DESCRIPTION OF THE TASK: Report every line of the records below that contains the word "woman", copying each such line in full. The match is case-sensitive.

THE RECORDS:
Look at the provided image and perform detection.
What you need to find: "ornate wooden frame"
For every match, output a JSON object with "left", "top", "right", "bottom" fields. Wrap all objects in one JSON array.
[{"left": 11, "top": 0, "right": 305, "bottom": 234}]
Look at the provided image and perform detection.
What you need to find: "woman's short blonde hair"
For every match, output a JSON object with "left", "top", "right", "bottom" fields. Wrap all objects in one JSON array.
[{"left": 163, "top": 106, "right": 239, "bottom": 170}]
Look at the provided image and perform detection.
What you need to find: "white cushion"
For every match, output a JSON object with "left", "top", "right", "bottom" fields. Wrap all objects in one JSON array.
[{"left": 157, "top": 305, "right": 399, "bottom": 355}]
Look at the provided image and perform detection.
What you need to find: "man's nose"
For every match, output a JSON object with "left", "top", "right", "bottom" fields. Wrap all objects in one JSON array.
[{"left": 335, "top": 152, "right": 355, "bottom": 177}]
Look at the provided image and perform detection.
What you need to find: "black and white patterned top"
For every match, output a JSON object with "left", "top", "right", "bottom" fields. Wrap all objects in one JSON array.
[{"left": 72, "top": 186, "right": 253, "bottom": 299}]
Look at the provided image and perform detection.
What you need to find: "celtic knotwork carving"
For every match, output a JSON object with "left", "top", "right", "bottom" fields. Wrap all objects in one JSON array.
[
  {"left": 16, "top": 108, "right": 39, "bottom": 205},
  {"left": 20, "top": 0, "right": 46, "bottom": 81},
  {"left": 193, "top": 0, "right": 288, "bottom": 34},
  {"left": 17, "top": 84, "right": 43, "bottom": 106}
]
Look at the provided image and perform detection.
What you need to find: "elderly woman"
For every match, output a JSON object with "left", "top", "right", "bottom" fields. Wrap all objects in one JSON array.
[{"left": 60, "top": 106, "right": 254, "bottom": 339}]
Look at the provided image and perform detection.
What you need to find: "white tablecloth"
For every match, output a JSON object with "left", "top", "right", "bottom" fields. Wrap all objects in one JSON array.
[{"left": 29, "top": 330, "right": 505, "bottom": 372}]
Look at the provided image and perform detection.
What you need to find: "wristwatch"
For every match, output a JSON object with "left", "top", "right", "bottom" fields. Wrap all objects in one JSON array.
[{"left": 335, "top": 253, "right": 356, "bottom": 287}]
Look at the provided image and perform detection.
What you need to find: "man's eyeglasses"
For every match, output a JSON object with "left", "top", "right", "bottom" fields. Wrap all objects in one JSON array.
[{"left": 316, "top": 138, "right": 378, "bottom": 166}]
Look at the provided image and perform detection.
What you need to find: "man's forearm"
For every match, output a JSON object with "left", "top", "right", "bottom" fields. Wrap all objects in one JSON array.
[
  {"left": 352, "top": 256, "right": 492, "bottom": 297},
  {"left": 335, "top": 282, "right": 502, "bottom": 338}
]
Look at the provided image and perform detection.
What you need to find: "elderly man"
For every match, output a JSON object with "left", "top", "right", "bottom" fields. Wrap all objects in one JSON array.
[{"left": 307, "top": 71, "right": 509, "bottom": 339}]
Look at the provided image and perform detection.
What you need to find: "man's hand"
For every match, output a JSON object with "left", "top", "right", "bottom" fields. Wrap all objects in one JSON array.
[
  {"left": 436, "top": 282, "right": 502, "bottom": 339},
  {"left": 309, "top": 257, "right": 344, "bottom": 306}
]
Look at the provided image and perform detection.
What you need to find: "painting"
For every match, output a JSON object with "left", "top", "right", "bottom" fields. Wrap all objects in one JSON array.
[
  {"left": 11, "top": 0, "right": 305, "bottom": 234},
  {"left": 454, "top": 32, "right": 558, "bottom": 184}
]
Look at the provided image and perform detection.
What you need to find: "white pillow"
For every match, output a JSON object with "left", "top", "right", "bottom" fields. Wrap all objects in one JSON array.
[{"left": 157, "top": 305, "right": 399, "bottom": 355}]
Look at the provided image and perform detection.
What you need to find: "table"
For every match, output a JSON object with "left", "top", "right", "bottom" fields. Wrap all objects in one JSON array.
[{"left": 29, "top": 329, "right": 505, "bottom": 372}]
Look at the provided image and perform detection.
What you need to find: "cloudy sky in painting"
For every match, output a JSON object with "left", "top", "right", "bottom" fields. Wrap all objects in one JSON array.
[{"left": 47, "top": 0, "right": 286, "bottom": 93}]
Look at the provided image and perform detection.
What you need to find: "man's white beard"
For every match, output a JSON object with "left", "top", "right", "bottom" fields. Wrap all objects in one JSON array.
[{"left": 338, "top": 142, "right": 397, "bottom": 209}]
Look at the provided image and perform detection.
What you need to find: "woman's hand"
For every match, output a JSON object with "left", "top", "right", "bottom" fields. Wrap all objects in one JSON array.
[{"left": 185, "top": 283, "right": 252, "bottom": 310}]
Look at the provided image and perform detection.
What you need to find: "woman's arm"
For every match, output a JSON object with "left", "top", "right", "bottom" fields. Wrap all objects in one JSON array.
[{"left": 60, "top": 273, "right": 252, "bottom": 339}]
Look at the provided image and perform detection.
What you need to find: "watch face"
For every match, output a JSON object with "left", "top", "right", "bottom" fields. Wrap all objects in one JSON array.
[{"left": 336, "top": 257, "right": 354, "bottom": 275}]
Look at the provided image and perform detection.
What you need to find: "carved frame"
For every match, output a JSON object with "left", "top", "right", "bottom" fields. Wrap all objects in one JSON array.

WRITTEN ANSWER:
What you need to find: "woman's short blonde hair"
What you need to find: "elderly woman"
What you need to find: "woman's hand"
What you need to find: "woman's arm"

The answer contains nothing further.